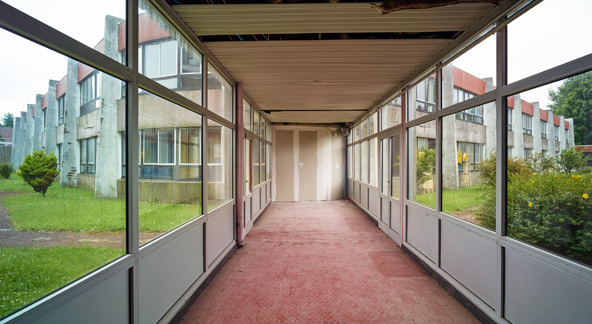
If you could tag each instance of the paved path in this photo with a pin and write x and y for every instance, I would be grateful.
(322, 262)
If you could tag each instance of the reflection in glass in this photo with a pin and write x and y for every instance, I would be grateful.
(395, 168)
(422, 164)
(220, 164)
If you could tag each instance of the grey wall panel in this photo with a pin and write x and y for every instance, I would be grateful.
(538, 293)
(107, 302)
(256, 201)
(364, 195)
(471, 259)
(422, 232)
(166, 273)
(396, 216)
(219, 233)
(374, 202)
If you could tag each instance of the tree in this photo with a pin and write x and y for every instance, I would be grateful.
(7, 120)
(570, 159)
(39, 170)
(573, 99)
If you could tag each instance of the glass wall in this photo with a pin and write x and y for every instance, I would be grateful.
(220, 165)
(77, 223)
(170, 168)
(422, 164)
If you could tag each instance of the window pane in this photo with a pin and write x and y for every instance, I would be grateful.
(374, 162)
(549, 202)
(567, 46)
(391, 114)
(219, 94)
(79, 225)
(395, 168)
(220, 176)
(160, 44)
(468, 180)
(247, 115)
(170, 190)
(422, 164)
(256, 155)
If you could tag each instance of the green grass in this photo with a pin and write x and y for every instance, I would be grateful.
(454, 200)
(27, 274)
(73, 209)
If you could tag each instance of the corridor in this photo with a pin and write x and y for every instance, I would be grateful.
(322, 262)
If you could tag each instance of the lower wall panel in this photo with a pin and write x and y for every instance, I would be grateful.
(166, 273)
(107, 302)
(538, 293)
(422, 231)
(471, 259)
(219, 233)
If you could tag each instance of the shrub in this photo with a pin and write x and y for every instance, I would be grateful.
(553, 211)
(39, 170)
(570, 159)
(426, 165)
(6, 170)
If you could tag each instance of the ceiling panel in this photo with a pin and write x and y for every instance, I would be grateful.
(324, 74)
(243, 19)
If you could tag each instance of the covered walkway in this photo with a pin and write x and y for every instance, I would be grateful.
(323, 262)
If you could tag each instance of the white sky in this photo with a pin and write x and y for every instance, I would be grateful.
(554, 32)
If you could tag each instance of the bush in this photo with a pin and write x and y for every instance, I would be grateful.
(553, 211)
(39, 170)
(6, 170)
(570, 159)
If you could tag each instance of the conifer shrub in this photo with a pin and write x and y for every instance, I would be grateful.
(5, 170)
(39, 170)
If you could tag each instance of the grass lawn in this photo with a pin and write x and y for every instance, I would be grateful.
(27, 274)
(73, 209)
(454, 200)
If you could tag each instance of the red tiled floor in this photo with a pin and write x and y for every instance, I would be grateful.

--

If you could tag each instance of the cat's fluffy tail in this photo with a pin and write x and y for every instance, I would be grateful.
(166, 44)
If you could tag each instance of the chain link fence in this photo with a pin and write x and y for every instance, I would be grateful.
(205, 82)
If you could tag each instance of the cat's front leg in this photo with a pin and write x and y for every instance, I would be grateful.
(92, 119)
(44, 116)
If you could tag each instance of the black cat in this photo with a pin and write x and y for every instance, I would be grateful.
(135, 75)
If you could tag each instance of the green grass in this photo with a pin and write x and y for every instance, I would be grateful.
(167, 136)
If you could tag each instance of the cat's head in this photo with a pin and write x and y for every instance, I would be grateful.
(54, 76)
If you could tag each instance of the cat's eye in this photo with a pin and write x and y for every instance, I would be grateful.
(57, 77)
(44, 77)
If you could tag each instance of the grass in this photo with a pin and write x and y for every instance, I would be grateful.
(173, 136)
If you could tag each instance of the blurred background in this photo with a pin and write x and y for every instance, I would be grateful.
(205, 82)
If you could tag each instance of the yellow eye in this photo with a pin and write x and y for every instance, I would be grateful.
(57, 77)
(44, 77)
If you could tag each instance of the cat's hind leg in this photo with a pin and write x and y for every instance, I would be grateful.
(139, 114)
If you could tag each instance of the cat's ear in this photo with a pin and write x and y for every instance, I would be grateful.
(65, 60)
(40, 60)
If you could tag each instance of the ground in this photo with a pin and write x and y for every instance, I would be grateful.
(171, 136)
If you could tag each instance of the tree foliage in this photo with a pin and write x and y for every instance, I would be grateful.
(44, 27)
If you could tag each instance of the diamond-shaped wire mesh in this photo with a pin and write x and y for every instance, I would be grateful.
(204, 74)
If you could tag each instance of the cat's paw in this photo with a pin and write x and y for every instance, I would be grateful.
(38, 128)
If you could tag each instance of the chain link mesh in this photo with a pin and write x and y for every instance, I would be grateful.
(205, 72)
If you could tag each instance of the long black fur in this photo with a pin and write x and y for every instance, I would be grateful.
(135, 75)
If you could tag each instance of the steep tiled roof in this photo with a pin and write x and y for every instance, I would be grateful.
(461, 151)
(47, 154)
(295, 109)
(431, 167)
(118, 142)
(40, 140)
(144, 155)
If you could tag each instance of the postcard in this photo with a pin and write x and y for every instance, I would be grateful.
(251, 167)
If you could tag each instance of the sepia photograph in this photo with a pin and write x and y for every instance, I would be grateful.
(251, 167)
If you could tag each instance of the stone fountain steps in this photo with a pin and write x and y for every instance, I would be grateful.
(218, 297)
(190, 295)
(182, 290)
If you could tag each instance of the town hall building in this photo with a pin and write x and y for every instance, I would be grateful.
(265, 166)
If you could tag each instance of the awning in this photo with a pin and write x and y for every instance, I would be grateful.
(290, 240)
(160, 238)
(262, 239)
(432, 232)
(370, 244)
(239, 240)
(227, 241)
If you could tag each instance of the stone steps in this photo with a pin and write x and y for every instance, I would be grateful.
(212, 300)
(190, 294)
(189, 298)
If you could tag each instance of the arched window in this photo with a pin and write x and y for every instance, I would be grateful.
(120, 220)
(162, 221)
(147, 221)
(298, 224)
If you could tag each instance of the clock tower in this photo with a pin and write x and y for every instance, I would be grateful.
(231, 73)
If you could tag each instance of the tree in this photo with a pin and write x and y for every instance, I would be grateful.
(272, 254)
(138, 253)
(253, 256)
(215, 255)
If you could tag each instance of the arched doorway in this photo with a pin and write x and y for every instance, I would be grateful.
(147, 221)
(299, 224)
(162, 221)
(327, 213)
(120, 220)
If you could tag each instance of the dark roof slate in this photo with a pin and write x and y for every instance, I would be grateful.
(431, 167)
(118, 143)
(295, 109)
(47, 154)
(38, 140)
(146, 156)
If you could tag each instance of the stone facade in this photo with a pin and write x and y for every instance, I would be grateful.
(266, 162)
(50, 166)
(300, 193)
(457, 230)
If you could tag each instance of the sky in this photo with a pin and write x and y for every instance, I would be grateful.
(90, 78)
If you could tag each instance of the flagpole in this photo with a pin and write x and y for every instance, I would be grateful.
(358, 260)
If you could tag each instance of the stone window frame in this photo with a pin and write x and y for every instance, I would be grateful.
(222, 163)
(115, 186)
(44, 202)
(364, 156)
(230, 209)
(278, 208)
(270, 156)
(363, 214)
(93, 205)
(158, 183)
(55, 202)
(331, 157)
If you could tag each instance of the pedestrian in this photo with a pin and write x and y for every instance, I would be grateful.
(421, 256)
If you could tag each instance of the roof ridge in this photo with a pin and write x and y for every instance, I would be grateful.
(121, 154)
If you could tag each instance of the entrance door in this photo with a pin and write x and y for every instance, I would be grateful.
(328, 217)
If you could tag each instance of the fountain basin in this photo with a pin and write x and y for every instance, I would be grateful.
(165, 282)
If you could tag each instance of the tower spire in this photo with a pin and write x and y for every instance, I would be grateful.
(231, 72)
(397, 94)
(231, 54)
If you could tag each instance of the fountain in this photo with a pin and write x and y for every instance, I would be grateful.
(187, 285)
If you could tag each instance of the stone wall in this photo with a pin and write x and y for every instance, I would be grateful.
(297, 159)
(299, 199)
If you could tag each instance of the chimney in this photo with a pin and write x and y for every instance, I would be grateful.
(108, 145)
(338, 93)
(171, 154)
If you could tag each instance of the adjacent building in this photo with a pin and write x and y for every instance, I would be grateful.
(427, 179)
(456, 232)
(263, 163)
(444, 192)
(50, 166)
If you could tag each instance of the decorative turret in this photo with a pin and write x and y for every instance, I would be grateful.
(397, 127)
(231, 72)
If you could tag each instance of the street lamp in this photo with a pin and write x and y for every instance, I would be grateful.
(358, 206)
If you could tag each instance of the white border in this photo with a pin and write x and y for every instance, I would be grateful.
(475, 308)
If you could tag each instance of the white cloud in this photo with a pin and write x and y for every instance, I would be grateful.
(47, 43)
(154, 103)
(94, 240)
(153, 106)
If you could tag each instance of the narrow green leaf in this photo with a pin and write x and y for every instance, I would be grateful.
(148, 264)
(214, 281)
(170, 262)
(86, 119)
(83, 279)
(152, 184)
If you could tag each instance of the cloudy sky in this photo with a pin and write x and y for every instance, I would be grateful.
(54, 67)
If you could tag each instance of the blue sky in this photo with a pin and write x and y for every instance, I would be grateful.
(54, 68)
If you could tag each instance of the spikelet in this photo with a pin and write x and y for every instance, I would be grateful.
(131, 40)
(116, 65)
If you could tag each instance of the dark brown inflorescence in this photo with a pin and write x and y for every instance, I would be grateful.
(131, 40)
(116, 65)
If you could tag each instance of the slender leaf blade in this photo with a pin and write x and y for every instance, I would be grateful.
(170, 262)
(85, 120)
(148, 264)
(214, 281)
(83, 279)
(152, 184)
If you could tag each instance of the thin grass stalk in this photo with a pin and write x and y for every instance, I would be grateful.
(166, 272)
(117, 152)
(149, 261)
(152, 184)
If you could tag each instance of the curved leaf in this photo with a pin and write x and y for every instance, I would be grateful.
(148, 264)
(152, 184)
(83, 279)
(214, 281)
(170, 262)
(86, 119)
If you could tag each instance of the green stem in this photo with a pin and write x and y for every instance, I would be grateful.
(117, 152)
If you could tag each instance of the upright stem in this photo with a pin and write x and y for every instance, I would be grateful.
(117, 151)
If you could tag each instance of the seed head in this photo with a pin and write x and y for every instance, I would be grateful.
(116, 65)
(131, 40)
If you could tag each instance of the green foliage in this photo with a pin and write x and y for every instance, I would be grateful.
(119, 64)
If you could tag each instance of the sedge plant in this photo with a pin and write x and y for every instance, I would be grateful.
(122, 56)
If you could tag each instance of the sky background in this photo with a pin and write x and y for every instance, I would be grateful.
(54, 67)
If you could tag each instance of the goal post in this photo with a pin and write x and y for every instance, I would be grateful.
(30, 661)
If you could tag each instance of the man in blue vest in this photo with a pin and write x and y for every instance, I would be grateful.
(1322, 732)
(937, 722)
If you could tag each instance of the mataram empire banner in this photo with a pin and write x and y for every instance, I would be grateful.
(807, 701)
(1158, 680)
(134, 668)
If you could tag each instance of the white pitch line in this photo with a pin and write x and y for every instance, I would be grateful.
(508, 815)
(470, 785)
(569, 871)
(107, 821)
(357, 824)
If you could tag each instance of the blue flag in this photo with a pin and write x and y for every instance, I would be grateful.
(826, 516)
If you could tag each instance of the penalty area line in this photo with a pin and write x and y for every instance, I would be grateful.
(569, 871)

---

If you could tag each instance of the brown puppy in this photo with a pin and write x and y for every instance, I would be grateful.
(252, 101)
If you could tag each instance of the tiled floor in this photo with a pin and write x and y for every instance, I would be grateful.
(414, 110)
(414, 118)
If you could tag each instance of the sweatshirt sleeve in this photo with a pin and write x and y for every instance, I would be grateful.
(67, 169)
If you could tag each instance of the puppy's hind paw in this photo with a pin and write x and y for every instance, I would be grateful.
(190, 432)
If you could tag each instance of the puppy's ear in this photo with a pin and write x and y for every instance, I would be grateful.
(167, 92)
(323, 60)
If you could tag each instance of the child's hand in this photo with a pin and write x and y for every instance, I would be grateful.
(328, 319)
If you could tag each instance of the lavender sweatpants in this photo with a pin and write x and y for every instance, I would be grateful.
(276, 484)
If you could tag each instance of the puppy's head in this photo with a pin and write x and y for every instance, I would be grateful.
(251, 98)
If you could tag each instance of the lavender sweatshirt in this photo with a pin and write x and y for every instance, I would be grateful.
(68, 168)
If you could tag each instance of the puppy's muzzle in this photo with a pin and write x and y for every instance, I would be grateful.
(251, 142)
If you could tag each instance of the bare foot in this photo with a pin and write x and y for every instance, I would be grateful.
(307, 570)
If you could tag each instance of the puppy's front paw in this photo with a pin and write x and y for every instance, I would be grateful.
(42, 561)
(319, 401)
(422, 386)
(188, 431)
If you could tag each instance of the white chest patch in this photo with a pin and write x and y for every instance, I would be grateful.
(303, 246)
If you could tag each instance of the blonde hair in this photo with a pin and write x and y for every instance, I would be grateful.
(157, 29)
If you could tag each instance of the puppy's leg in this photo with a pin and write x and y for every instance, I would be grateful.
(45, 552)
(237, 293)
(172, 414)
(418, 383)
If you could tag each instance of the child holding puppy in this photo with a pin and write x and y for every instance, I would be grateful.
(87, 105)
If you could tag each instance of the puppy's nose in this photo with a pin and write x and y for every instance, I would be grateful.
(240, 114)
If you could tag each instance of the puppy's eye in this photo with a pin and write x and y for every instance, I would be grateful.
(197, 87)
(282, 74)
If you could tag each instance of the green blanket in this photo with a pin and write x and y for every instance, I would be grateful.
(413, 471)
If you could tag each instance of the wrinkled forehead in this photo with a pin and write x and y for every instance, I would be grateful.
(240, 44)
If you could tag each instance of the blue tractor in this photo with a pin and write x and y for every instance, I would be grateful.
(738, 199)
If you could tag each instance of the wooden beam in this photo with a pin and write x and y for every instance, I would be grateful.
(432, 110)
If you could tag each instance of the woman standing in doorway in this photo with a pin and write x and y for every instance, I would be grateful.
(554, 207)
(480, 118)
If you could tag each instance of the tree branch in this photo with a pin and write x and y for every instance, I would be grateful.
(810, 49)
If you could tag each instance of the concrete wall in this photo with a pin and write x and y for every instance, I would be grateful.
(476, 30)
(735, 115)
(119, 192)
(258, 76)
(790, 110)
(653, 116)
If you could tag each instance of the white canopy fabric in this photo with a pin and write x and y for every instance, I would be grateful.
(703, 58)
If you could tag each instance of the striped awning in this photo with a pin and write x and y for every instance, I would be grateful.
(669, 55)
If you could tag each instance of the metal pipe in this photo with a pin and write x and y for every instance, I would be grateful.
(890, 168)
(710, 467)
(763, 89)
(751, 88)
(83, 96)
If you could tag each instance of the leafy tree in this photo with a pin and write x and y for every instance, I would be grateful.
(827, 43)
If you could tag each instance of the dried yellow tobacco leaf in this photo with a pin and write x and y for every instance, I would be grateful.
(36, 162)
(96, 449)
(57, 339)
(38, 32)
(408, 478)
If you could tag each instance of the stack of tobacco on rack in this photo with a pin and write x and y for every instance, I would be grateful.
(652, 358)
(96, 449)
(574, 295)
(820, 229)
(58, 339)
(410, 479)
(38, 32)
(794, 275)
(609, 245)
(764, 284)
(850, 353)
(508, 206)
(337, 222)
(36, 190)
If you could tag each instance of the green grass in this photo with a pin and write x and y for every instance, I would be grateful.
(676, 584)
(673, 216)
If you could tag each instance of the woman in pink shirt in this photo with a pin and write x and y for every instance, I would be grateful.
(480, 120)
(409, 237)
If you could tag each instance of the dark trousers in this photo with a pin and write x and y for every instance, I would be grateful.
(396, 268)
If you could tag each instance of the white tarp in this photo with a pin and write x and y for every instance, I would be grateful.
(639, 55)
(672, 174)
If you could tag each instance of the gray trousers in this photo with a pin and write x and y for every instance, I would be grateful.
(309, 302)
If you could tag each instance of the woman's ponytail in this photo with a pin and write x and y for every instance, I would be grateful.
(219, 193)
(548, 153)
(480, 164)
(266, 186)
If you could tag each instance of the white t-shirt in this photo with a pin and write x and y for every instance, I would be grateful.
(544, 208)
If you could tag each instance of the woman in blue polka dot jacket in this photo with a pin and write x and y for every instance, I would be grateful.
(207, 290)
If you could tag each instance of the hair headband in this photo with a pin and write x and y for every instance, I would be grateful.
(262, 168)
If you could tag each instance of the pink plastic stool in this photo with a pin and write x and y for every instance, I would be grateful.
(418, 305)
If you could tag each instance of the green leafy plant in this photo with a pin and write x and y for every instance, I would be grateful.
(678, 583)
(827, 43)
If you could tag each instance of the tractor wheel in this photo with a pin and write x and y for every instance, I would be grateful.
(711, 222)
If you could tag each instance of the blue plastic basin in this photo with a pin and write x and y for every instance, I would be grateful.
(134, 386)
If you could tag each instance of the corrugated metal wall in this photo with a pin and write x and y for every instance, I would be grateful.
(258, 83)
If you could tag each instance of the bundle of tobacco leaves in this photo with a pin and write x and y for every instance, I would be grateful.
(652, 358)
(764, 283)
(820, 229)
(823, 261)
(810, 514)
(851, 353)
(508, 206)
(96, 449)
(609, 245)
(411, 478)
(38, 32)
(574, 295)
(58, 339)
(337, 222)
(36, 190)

**Problem statement:**
Report how many of the lines above contain the word "glass", giving only the number.

**Solution for this problem:**
2